Message par Phnom&Penh »

Strum a écrit :Je pense que Stephen concevra de l'amertume et des regrets de tout cela, et que sa vie ne donnera l'image du bonheur qu'en surface. Sur ce point, Losey ne nous trompe pas, et les thèmes de son film sont cohérents de bout en bout.
Je le vois plus désillusionné que raté, mais effectivement, je pense que Losey cherche plus à peindre une société qu'à chercher à nous faire envisager l'avenir de Stephen et la voiture d'enfant me semble être plus là pour souligner le côté dérisoire de ses ambitions momentanées, que pour nous faire rêver à son bonheur domestique, ce qui n'est pas vraiment un thème central chez ce cinéaste. Cela dit, étant passif, Stephen est aussi préservé. Malgré ses tentatives maladroites, il reste en dehors de ce qui s'est joué autour de lui.

Données de localisation à un point par instance
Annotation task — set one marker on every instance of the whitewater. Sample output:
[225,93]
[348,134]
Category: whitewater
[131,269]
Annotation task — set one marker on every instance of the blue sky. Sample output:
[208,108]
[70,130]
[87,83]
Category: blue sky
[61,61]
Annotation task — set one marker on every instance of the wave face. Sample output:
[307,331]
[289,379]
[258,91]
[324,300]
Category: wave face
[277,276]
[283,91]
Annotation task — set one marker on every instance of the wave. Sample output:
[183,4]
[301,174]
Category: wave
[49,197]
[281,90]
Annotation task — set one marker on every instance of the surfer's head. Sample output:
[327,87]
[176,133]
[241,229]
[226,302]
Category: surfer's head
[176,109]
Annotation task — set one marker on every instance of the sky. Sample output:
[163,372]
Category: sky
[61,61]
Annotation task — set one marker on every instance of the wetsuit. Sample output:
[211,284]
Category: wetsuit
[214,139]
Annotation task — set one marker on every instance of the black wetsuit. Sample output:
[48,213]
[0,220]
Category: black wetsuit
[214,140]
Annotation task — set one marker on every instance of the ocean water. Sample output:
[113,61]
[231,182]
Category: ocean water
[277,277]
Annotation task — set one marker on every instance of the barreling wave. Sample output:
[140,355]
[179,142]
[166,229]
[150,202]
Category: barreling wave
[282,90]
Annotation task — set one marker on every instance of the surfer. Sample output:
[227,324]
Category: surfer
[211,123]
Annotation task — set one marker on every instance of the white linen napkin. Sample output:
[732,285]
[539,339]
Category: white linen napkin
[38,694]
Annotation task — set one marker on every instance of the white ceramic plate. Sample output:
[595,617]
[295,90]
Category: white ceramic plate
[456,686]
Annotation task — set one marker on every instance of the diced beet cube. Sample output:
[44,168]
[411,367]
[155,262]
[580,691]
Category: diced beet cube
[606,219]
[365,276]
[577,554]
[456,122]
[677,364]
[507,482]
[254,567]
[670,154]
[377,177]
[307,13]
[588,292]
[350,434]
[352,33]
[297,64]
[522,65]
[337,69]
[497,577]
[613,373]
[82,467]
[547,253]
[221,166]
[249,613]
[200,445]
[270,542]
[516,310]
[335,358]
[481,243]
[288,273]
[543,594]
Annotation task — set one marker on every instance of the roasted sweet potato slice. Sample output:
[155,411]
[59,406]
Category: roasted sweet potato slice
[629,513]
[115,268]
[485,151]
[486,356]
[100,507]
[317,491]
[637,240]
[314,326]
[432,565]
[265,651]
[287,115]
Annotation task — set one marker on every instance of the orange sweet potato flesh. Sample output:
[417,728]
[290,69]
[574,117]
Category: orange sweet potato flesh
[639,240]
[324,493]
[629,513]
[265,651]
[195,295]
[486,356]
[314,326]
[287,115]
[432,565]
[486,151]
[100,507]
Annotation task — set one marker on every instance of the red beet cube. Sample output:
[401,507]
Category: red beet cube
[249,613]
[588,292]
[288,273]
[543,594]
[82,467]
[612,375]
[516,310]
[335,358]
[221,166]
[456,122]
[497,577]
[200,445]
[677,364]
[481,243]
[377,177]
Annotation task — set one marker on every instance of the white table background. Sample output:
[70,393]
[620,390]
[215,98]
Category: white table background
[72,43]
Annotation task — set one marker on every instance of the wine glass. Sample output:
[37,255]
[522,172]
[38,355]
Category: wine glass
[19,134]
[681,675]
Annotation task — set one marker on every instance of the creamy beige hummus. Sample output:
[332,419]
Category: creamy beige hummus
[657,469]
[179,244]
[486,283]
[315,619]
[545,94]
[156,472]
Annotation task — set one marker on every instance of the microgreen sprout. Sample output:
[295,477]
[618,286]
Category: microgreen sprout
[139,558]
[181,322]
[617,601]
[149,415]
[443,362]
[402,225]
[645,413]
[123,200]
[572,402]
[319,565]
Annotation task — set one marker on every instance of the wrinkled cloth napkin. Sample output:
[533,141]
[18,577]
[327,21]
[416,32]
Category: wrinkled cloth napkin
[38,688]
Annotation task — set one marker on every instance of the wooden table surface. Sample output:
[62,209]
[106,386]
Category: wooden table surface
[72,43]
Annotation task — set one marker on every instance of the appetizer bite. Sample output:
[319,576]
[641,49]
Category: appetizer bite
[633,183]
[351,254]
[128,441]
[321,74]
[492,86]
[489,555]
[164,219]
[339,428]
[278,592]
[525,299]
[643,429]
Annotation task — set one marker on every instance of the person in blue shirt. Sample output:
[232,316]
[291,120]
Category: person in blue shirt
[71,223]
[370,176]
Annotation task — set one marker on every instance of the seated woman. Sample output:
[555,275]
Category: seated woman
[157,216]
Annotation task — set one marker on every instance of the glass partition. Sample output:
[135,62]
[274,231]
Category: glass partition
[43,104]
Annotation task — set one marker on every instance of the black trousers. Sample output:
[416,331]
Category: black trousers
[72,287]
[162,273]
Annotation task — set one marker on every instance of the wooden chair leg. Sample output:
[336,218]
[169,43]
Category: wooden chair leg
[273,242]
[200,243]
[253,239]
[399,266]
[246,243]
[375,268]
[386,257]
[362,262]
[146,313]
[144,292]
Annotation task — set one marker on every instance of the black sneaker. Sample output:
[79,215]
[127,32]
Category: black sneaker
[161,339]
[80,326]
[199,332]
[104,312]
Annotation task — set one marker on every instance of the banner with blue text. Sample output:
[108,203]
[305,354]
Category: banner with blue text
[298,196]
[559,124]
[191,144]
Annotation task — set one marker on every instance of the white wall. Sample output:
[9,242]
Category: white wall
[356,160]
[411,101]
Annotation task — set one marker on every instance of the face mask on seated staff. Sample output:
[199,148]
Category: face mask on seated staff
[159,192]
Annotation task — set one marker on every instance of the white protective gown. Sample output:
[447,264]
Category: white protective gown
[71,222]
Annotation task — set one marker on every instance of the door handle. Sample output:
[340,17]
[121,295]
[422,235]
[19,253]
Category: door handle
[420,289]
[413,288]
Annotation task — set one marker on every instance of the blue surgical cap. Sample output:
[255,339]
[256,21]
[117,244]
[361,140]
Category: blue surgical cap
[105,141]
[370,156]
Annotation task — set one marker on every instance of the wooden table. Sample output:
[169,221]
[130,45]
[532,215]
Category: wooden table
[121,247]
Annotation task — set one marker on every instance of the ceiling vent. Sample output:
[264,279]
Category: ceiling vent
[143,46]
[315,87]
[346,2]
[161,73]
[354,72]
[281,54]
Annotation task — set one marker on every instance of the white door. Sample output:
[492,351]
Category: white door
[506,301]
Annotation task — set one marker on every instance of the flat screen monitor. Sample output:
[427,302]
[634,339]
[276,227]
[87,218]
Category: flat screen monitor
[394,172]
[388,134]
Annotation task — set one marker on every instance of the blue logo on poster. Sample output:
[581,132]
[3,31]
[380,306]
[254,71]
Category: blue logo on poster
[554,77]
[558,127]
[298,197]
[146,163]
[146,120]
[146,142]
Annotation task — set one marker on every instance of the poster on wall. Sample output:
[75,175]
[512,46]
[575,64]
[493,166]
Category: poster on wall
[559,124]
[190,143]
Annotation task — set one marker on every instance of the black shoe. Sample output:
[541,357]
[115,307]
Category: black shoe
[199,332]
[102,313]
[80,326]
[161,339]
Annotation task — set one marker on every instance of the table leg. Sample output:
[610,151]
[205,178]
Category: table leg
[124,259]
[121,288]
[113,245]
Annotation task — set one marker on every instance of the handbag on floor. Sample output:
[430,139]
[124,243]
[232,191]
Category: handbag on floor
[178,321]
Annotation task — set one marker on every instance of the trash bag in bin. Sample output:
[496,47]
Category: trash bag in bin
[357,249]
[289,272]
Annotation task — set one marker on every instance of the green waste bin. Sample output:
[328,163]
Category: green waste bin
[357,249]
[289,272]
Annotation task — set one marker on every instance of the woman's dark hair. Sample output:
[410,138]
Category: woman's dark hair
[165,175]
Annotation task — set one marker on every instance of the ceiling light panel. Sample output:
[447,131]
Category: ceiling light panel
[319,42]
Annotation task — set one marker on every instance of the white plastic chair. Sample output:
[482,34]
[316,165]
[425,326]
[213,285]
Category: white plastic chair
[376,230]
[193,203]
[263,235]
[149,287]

Exercice 1 | Selon le message sur le film de Losey, que la voiture d'enfant semble-t-elle surtout souligner ?
Exercice 2 | Poursuivez le message sur le film de Losey après sa dernière phrase.

Réponse finale 1 | Le côté dérisoire des ambitions momentanées de Stephen.

Réponse finale 2 |
Dans ses dialogues avec Michel Ciment, Joseph Losey soulignait combien le personnage de Stephen était proche de Dirk Bogarde, qu'il décrivait comme un acteur intellectuel et artiste faisant preuve de maladresse dans toutes les activités physiques autres que le jardinage. Quoiqu'il puisse lui arriver à la fin, Charley / Stanley Baker est mieux adapté à un monde de rivalités.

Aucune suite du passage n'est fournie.